** start of TEXT PROVIDED **

Upstream Dry Fly

Dry Fly Fishing

A trout-fishing haven on the Avon. Country Life Magazine. Aug 17th 2016 By David Profumo

30th August 2016

Not far from Stonehenge, and deep in chalk
country, through Saxon
villages and past dwellings of
thatch and flint, flows the Wiltshire
Avon—one of eight British
rivers of that name (it derives from
afon, the Welsh word for river).
Over the years, I have fished here
at Heale House and on the nearby
Piscatorial Society water—where
Sting’s guard dogs mounted a foray
from the far bank—but perhaps
the most exclusive stretch is that
belonging to Wilsford Manor.
The Editor and I were invited
along for opening day and were
royally entertained by the owner,
Miles d’Arcy-Irvine, and his wife,
Lydia. Although now extensively
remodelled in their own elegant
style, the house has an aesthetic
history that is notably colourful.
Built in the 17th-century style
by Detmar Blow for the Glenconner
family, it became the
home of that flamboyant artist
and epistolist Stephen Tennant,
one of the Bright Young Things
of the inter-World War years,
who held court here to chums
such as Cecil Beaton, the Sitwells
and his lover ‘Sieg’ Sassoon.
Stephen was the pasha of overblown
taste and a poseur of some
distinction. His writing paper was
pink embossed with pink; he
decorated the manor with lobsterpot
lampshades, silver-painted
lavatory bowls and a personally
designed zebra-skin pouffe. At one
stage, there were 16 gardeners.
‘Mr Stephen’ languished in bed
for the last 17 years of his life, wearing
leopardskin pyjamas and face
powder, expiring in his dilapidated
Bohemian bower in 1987. According
to his lively biographer, Philip
Hoare, the place had to be exorcised
when workmen encountered
a male apparition.

** end of TEXT PROVIDED **

WHAT THIS TASK INVOLVES:
Write out the passage of the article starting at "Stephen was the" and ending at "were 16 gardeners.", replacing "pouffe" with "footstool". The rows that follow come from a separate source.

** start of DATA SUPPLIED **

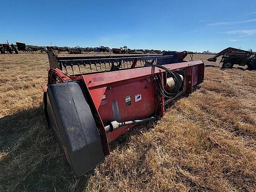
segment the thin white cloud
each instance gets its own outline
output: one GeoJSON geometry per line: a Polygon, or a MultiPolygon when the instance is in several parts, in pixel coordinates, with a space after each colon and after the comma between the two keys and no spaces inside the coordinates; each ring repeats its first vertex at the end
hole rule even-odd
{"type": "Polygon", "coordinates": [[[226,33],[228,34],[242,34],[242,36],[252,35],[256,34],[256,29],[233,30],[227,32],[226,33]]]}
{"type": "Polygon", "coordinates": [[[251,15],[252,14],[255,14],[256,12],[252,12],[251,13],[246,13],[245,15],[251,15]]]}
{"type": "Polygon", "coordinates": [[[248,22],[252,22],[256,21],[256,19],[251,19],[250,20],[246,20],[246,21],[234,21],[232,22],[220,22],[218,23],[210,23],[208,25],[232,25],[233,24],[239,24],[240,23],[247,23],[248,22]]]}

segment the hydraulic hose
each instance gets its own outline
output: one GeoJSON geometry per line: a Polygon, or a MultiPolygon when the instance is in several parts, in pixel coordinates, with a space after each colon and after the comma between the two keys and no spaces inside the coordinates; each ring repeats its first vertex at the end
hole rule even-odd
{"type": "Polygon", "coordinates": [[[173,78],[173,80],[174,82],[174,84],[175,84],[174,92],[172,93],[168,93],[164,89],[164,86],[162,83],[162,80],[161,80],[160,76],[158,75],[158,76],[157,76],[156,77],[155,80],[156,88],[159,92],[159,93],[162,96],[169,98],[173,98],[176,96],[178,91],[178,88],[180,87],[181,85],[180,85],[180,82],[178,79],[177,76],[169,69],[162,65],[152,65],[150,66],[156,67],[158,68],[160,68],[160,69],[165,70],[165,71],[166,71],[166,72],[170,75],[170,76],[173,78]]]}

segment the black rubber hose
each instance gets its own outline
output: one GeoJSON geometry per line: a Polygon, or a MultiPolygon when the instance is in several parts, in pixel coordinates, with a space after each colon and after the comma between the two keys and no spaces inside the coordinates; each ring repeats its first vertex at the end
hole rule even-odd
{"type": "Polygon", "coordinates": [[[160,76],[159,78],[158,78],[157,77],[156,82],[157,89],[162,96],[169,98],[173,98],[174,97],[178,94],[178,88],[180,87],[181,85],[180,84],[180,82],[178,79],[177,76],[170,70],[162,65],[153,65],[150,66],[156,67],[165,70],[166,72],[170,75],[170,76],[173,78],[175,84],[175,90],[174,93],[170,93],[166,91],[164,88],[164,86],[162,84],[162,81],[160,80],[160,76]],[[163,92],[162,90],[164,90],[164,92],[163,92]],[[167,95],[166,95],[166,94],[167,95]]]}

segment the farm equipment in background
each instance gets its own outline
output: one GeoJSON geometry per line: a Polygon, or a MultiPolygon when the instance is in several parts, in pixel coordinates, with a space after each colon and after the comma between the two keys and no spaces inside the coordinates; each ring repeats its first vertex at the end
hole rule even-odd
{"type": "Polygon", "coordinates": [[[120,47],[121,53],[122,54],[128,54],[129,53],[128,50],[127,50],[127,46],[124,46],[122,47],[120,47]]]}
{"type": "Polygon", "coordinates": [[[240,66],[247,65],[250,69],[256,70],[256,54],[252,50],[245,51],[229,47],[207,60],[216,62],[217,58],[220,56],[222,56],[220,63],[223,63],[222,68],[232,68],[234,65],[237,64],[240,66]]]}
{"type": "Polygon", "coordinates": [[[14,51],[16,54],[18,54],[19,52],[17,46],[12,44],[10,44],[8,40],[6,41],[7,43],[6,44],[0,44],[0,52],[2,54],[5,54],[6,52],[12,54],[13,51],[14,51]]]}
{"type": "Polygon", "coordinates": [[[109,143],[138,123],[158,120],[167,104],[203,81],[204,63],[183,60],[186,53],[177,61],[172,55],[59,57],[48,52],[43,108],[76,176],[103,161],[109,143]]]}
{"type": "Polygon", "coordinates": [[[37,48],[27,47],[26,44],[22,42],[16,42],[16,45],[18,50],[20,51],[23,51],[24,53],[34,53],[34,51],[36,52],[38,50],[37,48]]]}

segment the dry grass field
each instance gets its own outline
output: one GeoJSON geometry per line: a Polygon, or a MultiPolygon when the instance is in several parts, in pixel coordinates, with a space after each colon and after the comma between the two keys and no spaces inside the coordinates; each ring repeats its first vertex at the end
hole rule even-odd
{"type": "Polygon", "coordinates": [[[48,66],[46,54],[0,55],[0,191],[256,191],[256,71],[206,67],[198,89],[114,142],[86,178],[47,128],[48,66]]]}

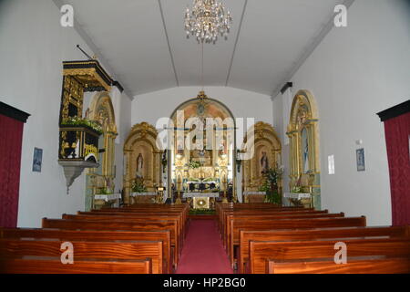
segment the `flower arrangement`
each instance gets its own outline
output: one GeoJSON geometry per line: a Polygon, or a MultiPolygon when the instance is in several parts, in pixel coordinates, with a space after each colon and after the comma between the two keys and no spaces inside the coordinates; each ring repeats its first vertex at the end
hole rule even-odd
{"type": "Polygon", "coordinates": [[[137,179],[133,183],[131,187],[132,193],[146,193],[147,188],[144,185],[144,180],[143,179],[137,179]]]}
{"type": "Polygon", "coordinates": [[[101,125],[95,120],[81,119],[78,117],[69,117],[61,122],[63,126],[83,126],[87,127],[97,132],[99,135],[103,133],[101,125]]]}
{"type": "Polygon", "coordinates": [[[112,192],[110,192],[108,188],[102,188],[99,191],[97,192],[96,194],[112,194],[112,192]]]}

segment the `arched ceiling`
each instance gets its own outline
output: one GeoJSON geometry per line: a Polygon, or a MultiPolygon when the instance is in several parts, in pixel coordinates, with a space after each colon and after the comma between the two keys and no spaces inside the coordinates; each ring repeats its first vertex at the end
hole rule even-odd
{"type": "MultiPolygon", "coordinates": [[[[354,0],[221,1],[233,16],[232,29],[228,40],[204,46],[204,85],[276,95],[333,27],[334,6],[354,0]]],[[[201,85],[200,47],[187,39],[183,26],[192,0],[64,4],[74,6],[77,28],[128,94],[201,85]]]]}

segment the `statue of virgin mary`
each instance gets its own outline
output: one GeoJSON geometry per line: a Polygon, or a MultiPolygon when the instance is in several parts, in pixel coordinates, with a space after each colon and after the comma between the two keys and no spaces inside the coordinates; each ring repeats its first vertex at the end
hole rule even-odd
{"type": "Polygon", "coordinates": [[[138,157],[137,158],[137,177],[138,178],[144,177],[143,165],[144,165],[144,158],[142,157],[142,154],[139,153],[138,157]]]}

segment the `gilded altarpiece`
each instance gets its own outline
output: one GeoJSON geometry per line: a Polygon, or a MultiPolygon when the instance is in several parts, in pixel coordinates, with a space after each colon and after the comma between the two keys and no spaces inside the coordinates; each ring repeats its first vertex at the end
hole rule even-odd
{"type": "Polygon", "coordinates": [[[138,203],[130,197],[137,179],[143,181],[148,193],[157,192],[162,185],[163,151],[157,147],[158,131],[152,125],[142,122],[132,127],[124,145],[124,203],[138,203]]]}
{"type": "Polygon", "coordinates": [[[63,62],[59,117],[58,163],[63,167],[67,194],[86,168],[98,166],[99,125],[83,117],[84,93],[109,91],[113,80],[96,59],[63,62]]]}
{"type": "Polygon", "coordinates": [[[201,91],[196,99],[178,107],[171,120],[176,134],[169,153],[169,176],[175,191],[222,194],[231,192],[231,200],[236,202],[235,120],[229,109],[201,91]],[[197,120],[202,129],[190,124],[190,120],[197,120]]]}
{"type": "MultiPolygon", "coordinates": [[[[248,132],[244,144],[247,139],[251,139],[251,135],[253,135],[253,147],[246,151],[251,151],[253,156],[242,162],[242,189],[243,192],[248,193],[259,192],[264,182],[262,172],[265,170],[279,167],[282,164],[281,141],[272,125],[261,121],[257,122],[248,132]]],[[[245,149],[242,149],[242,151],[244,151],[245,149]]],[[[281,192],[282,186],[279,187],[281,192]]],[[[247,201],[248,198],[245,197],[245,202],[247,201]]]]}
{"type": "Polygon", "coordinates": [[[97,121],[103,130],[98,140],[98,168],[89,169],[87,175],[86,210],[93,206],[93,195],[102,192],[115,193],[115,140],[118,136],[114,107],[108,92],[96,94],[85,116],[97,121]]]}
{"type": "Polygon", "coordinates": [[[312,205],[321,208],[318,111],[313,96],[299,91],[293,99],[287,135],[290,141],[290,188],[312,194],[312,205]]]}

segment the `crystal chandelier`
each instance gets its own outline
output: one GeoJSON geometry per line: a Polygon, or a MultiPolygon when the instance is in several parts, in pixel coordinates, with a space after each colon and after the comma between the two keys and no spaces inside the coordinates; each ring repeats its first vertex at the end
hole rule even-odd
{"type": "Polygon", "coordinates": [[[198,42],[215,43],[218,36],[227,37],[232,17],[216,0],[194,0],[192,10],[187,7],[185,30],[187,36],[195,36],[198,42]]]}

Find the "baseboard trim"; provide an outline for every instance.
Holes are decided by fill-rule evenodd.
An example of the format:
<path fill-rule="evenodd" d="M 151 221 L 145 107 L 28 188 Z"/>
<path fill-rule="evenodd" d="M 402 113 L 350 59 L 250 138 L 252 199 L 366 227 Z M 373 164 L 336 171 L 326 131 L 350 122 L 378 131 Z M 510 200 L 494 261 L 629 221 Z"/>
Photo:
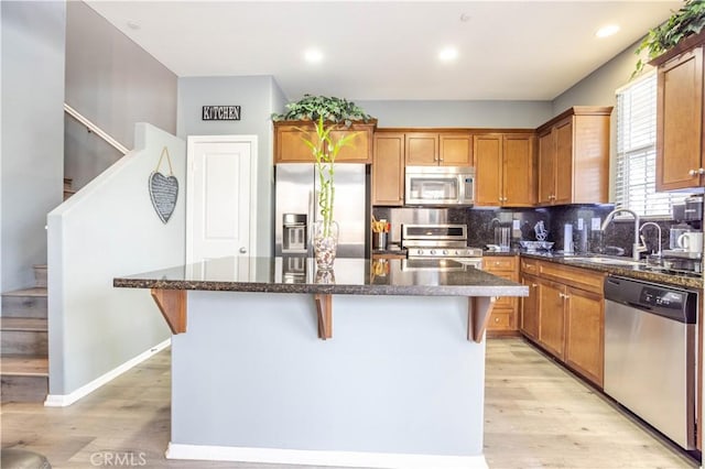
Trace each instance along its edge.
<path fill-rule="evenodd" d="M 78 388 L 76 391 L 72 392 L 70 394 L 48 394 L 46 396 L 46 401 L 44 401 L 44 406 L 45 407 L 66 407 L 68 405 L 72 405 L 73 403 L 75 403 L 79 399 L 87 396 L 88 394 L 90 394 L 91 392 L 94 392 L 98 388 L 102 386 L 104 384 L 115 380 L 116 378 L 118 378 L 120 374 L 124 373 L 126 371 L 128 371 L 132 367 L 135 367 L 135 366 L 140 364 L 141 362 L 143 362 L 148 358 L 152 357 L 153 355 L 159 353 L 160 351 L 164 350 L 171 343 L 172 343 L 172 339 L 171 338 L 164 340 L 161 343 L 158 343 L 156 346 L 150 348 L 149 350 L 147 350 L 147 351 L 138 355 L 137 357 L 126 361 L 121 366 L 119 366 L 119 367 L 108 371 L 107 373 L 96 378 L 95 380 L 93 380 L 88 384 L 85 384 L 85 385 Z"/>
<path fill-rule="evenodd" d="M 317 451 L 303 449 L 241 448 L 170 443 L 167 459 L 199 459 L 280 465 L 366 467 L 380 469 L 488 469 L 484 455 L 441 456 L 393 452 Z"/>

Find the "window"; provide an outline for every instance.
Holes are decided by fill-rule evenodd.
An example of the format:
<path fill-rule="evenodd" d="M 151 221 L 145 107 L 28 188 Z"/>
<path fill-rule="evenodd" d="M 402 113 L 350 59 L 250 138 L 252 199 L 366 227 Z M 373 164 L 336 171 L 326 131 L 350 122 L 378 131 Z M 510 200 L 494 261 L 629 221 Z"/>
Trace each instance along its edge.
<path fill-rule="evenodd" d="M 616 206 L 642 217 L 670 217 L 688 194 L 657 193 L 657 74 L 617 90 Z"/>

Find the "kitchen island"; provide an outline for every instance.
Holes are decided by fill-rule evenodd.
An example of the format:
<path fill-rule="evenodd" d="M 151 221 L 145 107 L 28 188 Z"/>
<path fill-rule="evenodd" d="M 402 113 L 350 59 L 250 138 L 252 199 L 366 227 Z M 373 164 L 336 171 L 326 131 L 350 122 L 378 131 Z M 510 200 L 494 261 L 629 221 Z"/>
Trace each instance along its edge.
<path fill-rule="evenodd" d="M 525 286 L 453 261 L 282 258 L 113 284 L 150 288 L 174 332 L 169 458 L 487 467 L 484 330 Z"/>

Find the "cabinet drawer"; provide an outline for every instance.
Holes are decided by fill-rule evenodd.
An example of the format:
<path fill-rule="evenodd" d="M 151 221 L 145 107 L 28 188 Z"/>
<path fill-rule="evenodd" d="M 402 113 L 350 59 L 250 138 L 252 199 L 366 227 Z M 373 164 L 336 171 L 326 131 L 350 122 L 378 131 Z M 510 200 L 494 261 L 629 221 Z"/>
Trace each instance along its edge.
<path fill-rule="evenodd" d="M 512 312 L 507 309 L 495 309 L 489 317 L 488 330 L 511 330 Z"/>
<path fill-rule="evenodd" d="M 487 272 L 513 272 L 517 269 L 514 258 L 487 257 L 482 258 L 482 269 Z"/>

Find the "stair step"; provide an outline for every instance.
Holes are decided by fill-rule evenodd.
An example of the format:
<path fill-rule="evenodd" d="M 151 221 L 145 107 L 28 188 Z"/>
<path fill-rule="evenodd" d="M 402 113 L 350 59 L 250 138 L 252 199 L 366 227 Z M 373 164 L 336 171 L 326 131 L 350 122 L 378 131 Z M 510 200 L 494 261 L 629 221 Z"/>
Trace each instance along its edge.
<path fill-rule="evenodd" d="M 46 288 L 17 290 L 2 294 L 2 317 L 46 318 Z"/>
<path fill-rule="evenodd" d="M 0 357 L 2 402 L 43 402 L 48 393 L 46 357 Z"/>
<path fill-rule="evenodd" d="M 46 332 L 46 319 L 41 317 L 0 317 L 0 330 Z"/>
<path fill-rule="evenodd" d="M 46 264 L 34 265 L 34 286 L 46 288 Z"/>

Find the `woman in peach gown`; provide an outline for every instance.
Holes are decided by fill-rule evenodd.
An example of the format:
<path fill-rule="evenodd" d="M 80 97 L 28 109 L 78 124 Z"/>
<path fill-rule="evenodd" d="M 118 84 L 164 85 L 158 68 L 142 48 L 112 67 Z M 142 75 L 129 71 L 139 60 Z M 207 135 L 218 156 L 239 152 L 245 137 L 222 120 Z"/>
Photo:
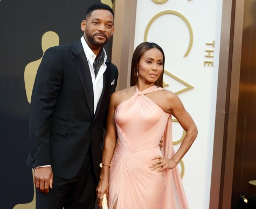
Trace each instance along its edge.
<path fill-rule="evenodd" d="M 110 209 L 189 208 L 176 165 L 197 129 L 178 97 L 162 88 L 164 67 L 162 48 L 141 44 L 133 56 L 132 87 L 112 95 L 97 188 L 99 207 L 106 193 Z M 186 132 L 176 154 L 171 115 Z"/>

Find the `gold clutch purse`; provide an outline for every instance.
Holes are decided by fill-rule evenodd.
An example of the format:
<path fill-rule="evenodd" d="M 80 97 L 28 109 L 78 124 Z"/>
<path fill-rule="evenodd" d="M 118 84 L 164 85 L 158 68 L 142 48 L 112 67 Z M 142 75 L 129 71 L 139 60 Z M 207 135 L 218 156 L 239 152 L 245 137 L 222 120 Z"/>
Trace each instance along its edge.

** end of DATA SUPPLIED **

TASK SOLUTION:
Stephen was the pasha of overblown
taste and a poseur of some
distinction. His writing paper was
pink embossed with pink; he
decorated the manor with lobsterpot
lampshades, silver-painted
lavatory bowls and a personally
designed zebra-skin footstool. At one
stage, there were 16 gardeners.